### Text to read
Mahmoud Abbas
Mahmoud AbbasFlash 90

The Palestinian Authority (PA) unity government of Hamas and Fatah was said to be on the brink of resigning Wednesday in a deepening rift with Gaza as its de facto rulers Hamas hold separate, indirect talks with Israel.

A Palestine Liberation Organization (PLO) official said the government of technocrats formed last year to replace rival administrations in Gaza and Judea-Samaria would be dissolved sometime on Wednesday.

He said it would likely be replaced with a government of politicians.

Those words were given concrete action on Wednesday afternoon when unity government prime minister Rami Hamdallah tendered his resignation to Abbas, according to Al Arabiya.

Officials have said the move had been under discussion for several months because of the cabinet's inability to operate in the Hamas-dominated coastal enclave of Gaza.

But Hamas rejected any unilateral dissolution of the unity government.

PA Chairman Mahmoud Abbas was quoted as telling members of his Fatah movement on Monday that the dissolution would go ahead within 24 hours.

"It will be sometime today," the PLO official told AFP on condition of anonymity.

"The government will continue to function until we have a new one...I think what's coming now is the formation of a government with politicians, not a government of technocrats."

Hamas spokesman Sami Abu Zuhri, however, said the Islamist movement had not been consulted and that it opposed any unilateral dissolution of the government.

"Hamas rejects any one-sided change in the government without the agreement of all parties," Zuhri told AFP.

"No one told us anything about any decision to change and no one consulted with us about any change in the unity government. Fatah acted on its own in all regards."

Senior Hamas official Ziad al-Zaza, however, struck a more conciliatory note, calling on Abbas "to form a unity government with all national and Islamic factions to face Israeli occupation."

Abbas reaction to Hamas talks

The move comes at an important time, with Hamas sources saying it is holding separate, indirect talks with Israel on ways to firm up an informal ceasefire agreement that took hold last August, ending the terror group's latest war against Israel.

It was not clear whether Abbas's announcement was linked to the talks, but the PLO official said he believed that it played a role in the decision.

"If you end up having a different kind of status for Gaza, then basically the idea of a Palestinian state completely disappears," the official said.

Another high-ranking Hamas official said he believed Abbas decided to act after receiving word of the indirect contacts.

### Required task A
Copy the entries word for word, starting at the line that contains "beach. Write the coordinates, one line per instance." and ending at the last of the entries.
The entries that follow have nothing to do with the article on the Palestinian unity government.

### Dataset entries

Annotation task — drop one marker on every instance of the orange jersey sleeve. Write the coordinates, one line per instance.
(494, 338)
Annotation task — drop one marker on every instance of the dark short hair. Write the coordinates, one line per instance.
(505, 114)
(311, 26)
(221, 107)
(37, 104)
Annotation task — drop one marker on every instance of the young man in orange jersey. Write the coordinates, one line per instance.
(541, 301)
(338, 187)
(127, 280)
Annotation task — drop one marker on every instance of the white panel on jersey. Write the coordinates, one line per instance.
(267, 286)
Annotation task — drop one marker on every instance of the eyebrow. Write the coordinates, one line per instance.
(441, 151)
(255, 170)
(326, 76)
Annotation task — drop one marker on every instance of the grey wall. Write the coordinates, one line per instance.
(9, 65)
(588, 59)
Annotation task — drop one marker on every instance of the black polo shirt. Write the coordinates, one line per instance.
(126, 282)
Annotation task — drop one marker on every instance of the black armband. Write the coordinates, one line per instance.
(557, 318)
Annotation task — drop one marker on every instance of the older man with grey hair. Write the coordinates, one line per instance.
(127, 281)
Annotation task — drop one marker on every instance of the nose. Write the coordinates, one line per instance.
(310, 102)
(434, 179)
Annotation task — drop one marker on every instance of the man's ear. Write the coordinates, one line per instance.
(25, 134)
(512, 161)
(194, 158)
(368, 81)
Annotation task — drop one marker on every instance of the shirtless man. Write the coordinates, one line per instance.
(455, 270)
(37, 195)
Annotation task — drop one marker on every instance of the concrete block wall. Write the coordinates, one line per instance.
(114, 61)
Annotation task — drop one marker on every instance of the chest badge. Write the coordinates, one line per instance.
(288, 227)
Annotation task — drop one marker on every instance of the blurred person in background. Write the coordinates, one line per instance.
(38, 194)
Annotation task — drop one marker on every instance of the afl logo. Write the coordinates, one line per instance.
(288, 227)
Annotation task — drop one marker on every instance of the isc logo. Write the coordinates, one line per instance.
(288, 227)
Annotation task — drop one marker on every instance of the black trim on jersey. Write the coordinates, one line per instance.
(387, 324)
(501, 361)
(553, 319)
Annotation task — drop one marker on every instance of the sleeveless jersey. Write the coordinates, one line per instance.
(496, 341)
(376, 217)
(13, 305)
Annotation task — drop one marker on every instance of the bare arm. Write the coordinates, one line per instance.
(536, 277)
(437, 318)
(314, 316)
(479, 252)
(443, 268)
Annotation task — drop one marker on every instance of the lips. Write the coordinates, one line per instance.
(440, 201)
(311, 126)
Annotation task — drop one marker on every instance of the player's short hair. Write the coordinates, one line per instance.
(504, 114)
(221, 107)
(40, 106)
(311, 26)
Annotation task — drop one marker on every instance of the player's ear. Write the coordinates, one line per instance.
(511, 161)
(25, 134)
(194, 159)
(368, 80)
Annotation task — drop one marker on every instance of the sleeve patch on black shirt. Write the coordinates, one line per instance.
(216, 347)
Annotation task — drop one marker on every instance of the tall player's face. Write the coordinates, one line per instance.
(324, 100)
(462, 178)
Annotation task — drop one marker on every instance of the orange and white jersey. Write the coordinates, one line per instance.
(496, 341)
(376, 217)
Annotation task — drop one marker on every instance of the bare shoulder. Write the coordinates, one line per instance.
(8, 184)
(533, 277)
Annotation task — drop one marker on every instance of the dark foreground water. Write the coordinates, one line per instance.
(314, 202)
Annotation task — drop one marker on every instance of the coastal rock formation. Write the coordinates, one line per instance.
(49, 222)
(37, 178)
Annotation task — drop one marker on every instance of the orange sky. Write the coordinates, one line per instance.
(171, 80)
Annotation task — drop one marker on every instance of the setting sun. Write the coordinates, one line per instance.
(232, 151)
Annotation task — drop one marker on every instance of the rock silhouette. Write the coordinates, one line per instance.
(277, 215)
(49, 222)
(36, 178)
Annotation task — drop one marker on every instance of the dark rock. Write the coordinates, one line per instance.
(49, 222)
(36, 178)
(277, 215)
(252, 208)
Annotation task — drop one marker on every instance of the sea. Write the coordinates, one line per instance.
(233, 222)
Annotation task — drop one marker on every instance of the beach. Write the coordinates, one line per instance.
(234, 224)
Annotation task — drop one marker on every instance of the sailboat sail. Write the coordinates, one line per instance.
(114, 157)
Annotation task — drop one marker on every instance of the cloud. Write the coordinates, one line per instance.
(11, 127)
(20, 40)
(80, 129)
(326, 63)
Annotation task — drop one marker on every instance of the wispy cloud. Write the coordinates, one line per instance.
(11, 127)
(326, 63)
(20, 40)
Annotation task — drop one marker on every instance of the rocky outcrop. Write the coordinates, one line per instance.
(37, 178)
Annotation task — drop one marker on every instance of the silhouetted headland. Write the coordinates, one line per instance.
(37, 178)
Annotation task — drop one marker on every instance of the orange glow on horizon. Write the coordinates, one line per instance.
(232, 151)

### Required task B
Answer these about the article on the Palestinian unity government:
(i) Who tendered his resignation to Abbas, according to Al Arabiya?
(ii) Which Hamas spokesman said the movement had not been consulted?
(iii) When did the informal ceasefire agreement take hold?

### Expected answer A
Annotation task — drop one marker on every instance of the beach. Write the coordinates, one line per instance.
(234, 224)
Annotation task — drop one marker on every instance of the sailboat sail. Write the coordinates, one line per instance.
(114, 157)
Annotation task — drop one marker on every instance of the cloud. Write the coordinates, one line per instance.
(11, 127)
(20, 40)
(80, 129)
(326, 63)
Annotation task — drop one marker on every instance of the wispy cloud. Write the coordinates, one line per instance.
(11, 127)
(326, 63)
(20, 40)
Annotation task — drop one marker on every instance of the rocky outcrop. Write the coordinates, one line per instance.
(37, 178)
Annotation task — drop one marker on every instance of the silhouetted headland. Write the coordinates, one line per instance.
(37, 178)
Annotation task — drop one marker on every instance of the orange glow on horizon. Write the coordinates, one line per instance.
(232, 151)

### Expected answer B
(i) Rami Hamdallah, the unity government prime minister
(ii) Sami Abu Zuhri
(iii) Last August